▸ **The problem**
Print all the entries exactly.
-- Opening Marker --
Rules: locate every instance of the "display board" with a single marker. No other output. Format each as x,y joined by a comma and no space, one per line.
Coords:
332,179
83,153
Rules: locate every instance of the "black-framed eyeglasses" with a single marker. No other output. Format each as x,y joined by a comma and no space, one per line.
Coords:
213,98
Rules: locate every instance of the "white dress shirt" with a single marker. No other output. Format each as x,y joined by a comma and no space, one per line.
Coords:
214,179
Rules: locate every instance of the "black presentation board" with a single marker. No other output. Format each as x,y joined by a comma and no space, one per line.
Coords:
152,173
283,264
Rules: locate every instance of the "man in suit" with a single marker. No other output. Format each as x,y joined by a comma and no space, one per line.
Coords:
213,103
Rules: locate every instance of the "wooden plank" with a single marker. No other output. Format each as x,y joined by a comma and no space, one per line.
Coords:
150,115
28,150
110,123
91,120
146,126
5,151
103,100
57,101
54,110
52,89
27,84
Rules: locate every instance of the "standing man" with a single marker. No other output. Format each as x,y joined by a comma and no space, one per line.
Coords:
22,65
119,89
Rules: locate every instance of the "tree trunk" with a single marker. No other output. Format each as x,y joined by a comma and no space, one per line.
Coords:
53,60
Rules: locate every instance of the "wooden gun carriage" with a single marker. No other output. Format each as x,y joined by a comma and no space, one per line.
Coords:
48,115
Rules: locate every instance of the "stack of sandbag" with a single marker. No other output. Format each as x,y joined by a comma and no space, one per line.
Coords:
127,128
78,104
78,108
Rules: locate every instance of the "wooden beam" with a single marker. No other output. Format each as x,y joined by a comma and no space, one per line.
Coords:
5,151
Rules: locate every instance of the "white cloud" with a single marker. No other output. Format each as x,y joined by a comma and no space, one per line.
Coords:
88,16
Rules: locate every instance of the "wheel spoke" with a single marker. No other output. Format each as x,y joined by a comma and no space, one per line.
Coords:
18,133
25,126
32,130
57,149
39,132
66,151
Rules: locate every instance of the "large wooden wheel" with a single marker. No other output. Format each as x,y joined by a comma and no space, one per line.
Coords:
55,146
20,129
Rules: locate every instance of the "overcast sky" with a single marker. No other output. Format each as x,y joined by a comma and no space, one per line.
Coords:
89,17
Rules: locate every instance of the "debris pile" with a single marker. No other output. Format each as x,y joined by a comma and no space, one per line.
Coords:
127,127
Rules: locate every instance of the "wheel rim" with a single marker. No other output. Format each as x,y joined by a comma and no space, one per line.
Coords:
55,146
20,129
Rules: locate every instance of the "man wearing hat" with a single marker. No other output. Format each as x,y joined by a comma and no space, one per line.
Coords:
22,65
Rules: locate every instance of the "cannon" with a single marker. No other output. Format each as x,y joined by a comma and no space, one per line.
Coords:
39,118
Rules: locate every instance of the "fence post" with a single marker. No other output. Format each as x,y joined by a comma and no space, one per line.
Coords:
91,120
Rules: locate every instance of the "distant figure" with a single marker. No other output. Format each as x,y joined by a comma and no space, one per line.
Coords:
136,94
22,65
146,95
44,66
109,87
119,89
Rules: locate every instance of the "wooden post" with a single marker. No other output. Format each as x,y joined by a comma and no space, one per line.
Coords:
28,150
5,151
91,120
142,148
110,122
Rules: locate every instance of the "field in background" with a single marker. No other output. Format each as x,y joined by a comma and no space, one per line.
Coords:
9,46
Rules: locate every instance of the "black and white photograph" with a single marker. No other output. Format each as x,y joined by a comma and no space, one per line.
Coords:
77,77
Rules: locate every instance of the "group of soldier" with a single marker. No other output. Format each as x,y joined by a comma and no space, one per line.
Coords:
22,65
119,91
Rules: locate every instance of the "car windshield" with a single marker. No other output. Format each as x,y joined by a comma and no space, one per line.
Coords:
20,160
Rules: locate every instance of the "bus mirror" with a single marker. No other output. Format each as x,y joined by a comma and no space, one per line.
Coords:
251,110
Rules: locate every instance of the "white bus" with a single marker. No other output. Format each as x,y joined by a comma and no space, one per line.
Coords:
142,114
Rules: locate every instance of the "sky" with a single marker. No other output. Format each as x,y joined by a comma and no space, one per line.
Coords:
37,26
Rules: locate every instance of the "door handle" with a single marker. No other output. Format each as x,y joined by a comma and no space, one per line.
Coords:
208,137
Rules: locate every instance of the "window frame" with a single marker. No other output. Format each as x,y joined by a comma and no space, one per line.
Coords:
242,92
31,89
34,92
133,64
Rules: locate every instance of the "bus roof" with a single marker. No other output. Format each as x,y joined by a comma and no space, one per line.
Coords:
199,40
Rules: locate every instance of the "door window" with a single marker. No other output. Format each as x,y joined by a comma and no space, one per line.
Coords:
-- Closing Marker --
▸ **Answer space**
Rules: locate every instance of the "display board" with a single marker. No other output. Format each as x,y joined by a comma and no space, one per line.
Coords:
332,179
83,153
Rules: locate every instance of the "black-framed eyeglasses" with a single marker. No other output. Format each as x,y joined by a comma and no space, one per line.
Coords:
213,98
Rules: locate every instance of the "white dress shirt" with a single marker. No other output. Format each as x,y joined by a comma and no space, one per line.
Coords:
214,179
Rules: locate every instance of the "black presentation board" with a single marker. No other output. Format each as x,y joined by a comma and no space, one per line.
Coords:
152,173
283,264
Rules: locate every instance of the "man in suit" with a single marker. No other output. Format each as x,y joined by a comma and no space, one per line.
Coords:
213,103
Rules: locate every instance of the "wooden plank" with a single marker. No other output. Format each as x,y joined by a comma and no space, one per line.
Coords:
150,115
28,150
110,123
91,120
146,126
5,151
103,100
57,101
54,110
52,89
27,84
Rules: locate every instance of the "standing man" with a single marker. No other output. Format each as x,y joined by a comma and no space, one per line.
Coords:
22,65
119,89
Rules: locate every instance of the "tree trunk" with a single marker. No other output. Format each as x,y joined by a comma and no space, one per line.
Coords:
53,60
Rules: locate every instance of the "wooden gun carriage" with a single marker. No other output. Format each as x,y joined by a comma and no space, one per line.
Coords:
48,115
Rules: locate every instance of the "stack of sandbag" with a single marker. No other output. Format each as x,y joined by a comma and no space, one per line.
Coords:
127,128
78,104
78,108
Rules: locate every instance of the "wooden beam" with a single marker. No other output. Format each as x,y joined by a comma and no space, one per line.
Coords:
5,151
Rules: locate every instance of the "white cloud" with a single marker. No other output. Format each as x,y joined by a comma and no space, one per line.
Coords:
88,16
Rules: locate every instance of the "wheel spoke" with a single marker. No other output. Format each as x,y joined by a comma and no space, one per line.
Coords:
18,133
25,126
32,130
57,149
39,132
66,151
Rules: locate every instance of the "large wooden wheel" with a single marker. No other output. Format each as x,y joined by a comma and no space, one per line.
Coords:
55,146
20,129
Rules: locate every instance of the "overcast sky" with a single marker. No other output. Format each as x,y joined by a comma and no space, one per line.
Coords:
89,17
Rules: locate every instance of the "debris pile" with a single marker. No other output. Format each as x,y joined by a comma and no space, one per line.
Coords:
127,127
Rules: locate every instance of the "wheel rim" with a single marker. No other output. Format each as x,y joined by a comma and no space, one per line.
Coords:
55,146
20,129
Rules: locate every instance of the "man wearing hat" with a single marker. No other output. Format each as x,y joined by a comma and no space, one per line.
Coords:
22,65
Rules: locate every instance of the "cannon" with a single marker. No other output. Format each as x,y joined by a comma and no space, one per line.
Coords:
39,118
Rules: locate every instance of the "fence post" with a single marker. No other output. Format each as x,y joined by a comma and no space, one per line.
Coords:
91,120
Rules: locate every instance of the "distant figure" with a single marker. No other output. Format each as x,y joined by a comma and no space, one per line.
Coords:
136,94
22,65
146,95
44,66
109,87
119,89
Rules: locate every instance of the "wooden post" with a single marker. No other output. Format each as x,y joined by a comma and no space, one per line.
Coords:
28,150
5,151
91,120
142,148
110,122
Rules: locate every instance of the "field in background" with a single marker. No other output. Format each as x,y joined by a comma and no space, one per line.
Coords:
9,46
Rules: locate every instance of the "black and white photograph" with a single marker. No other output. Format each as x,y joined by a comma and no space, one per line.
Coords:
77,77
Rules: locate every instance of the "group of soldier" with a single marker. No other output. Format each as x,y joined by a comma and no space, one per line.
Coords:
22,65
119,91
Rules: locate every instance of the "car windshield" with a single marker. No other output. Format each as x,y joined by a comma and no space, one per line.
Coords:
20,160
Rules: locate every instance of the "bus mirror" with a single marker. No other output. Format each as x,y joined by a comma and no space, one per line.
Coords:
251,110
Rules: locate every instance of the "white bus" with a single marker. No other output. Format each as x,y joined by a comma and no space, one per line.
Coords:
142,114
Rules: locate every instance of the "sky" with a single marker. No other output. Format each as x,y joined by a comma and no space, one per line.
Coords:
37,26
Rules: locate every instance of the "door handle" with a single marker. No other output. Format each as x,y joined by a comma and no space, one per line.
Coords:
208,137
Rules: locate every instance of the "window frame" with a single marker. No other output. Format each as x,y joined by a comma and no space, one per line.
Coords:
242,92
31,89
34,92
133,64
Rules: locate every instance of the "bus roof" with a single marker. No other output. Format each as x,y joined by a comma and no space, one per line.
Coords:
199,40
Rules: locate every instance of the "door window" with a single marker. No other output. Format each as x,y joined by a comma and no space, one per line.
Coords:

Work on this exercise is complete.